- WHAT THE EXERCISE ASKS -
Copy out every line below, requests included, and shift each point by adding 103 to both of its coordinates.

- MATERIAL PROVIDED -
* BEGIN *
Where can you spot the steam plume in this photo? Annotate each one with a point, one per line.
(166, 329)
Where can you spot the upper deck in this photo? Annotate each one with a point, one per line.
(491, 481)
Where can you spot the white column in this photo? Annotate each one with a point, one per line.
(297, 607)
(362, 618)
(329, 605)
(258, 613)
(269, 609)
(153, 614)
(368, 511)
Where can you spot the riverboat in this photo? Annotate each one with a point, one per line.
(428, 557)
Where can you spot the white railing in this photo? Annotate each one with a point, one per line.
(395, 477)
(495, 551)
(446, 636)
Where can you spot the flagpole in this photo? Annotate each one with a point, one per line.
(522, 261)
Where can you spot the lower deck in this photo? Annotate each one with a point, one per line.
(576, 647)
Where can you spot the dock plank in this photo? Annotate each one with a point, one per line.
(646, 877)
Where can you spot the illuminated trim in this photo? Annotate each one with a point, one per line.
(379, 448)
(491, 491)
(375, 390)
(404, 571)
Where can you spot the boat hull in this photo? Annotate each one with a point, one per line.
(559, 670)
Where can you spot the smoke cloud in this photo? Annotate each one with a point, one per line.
* END *
- EXERCISE RESPONSE -
Where can you spot the steam plume in this photo? Annotate each one with a point, one per line.
(269, 432)
Where can you spot the upper deck in this photo? Annotate each one with a point, one per line.
(594, 584)
Where can you spot the white column in this photo? Annotate each one with a point, one per line.
(400, 710)
(465, 721)
(432, 708)
(361, 716)
(372, 712)
(256, 717)
(471, 614)
Where can you spot the riverboat in this photo? Annotate each one with a point, one per line.
(531, 660)
Where can you spot the white railing in this photo? Annotate each one with a point, one per line.
(498, 580)
(598, 654)
(549, 739)
Where can you spot the flagpole in this photo? Annotate each one with a point, one per line.
(625, 364)
Where can you spot the lower deck in this photo? Annotate each one with a point, one per line.
(679, 750)
Where can you spot the dock plank in this photo? Annotate each one with a point, one per line.
(749, 980)
Where can you spot the illuminated trim in this photo? Annotate each one with a point, one per line.
(482, 551)
(594, 594)
(478, 493)
(507, 674)
Where can you spot the boat hull in this photo? Annotate each one with a point, one per line.
(662, 773)
Where can you spot the smoke cloud in this photo? Annotate each one with a point, one per line.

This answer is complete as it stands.